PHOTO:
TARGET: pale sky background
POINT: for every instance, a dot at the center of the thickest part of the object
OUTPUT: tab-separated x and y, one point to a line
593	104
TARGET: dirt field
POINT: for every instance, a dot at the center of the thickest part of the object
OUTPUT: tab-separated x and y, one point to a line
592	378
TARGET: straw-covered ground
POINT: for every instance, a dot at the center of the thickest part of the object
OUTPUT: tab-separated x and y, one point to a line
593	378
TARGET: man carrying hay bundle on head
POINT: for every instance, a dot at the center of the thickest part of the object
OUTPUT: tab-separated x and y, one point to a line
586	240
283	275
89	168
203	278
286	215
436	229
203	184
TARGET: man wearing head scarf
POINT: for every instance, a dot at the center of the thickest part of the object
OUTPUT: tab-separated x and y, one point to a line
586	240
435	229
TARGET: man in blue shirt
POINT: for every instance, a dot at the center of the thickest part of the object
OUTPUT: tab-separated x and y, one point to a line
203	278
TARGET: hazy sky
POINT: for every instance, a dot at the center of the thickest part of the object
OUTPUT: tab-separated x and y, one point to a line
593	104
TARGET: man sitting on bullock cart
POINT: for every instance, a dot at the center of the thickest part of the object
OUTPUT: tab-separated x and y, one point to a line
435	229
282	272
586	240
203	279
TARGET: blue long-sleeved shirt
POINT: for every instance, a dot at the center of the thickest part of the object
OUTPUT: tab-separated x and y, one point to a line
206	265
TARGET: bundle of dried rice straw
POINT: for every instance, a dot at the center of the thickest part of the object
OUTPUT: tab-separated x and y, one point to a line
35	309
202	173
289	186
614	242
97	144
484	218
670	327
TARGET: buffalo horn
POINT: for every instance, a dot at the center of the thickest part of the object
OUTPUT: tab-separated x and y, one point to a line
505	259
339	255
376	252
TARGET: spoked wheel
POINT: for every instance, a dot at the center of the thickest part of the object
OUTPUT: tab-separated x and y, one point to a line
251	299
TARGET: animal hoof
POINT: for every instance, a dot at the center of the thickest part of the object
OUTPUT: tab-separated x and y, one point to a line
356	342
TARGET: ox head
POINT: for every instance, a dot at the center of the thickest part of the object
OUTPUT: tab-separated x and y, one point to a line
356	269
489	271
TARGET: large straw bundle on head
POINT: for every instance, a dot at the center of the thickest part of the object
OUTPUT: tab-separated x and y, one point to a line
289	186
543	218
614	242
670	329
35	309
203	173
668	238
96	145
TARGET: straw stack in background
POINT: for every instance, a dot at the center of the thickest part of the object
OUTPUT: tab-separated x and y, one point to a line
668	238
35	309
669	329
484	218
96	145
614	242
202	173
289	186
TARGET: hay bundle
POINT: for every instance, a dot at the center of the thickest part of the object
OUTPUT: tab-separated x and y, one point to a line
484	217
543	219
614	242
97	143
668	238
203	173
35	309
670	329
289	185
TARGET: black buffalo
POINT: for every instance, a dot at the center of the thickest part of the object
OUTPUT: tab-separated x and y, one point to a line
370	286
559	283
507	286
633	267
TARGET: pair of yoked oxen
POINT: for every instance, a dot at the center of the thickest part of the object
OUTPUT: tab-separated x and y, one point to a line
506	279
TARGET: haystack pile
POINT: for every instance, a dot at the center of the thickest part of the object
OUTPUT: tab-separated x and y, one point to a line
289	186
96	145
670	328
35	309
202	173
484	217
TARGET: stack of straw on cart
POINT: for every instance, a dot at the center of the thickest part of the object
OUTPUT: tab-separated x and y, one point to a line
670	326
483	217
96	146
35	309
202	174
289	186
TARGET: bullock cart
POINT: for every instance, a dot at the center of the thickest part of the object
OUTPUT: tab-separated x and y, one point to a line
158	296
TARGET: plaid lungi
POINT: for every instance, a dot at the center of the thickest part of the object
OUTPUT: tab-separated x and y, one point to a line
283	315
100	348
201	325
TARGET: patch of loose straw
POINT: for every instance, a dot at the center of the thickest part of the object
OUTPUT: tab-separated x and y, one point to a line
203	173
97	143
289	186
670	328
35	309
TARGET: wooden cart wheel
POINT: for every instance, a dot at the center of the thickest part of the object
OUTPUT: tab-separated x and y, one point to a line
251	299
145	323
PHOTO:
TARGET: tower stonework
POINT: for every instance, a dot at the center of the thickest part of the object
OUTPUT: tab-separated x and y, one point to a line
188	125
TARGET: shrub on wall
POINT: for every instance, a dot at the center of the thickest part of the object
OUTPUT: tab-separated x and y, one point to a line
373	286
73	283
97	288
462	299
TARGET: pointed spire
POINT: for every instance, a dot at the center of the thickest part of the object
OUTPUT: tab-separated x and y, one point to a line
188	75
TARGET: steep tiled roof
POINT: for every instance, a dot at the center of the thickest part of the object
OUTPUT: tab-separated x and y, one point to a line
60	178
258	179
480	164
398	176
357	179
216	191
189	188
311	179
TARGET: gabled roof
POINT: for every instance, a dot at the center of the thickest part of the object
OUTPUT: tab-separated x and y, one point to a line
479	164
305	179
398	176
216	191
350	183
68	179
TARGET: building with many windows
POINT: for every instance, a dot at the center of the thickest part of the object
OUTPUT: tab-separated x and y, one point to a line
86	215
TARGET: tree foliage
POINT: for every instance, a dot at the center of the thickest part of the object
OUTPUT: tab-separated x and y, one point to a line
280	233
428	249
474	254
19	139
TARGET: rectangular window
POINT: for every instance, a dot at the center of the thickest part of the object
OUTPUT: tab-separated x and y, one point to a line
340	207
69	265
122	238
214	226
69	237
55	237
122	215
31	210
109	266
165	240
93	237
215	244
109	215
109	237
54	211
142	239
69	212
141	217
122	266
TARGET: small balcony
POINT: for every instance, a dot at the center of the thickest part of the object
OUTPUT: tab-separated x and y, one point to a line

→ **Task**
Repeat exactly the lines above from the line that contains "TARGET: building with many windows" through the end. Include both of these ends; leave out everything else.

→ **Exercise result**
TARGET: building with many windows
POINT: for every instance, a dot at the center of the thickest part of the object
OUTPUT: tab-separated x and y, one point to a line
86	215
TARGET: tree foliage
POINT: for every instance, a dot at the center of the thickest part of the object
OUTPUT: tab-separated x and y, one point to a line
280	233
428	249
474	254
19	139
TARGET: rectangular window
POINT: for every instance, a dot at the center of the thickest part of the object
OUTPUT: tab-separated x and y, one point to a line
340	207
69	265
122	238
214	226
69	237
55	237
122	215
31	210
109	266
165	240
93	237
215	244
109	215
109	237
54	211
142	239
69	212
141	217
122	266
TARGET: small balcony
POINT: for every instance, a dot at the center of the thickest part of the object
OUTPUT: tab-separated x and y, one point to a line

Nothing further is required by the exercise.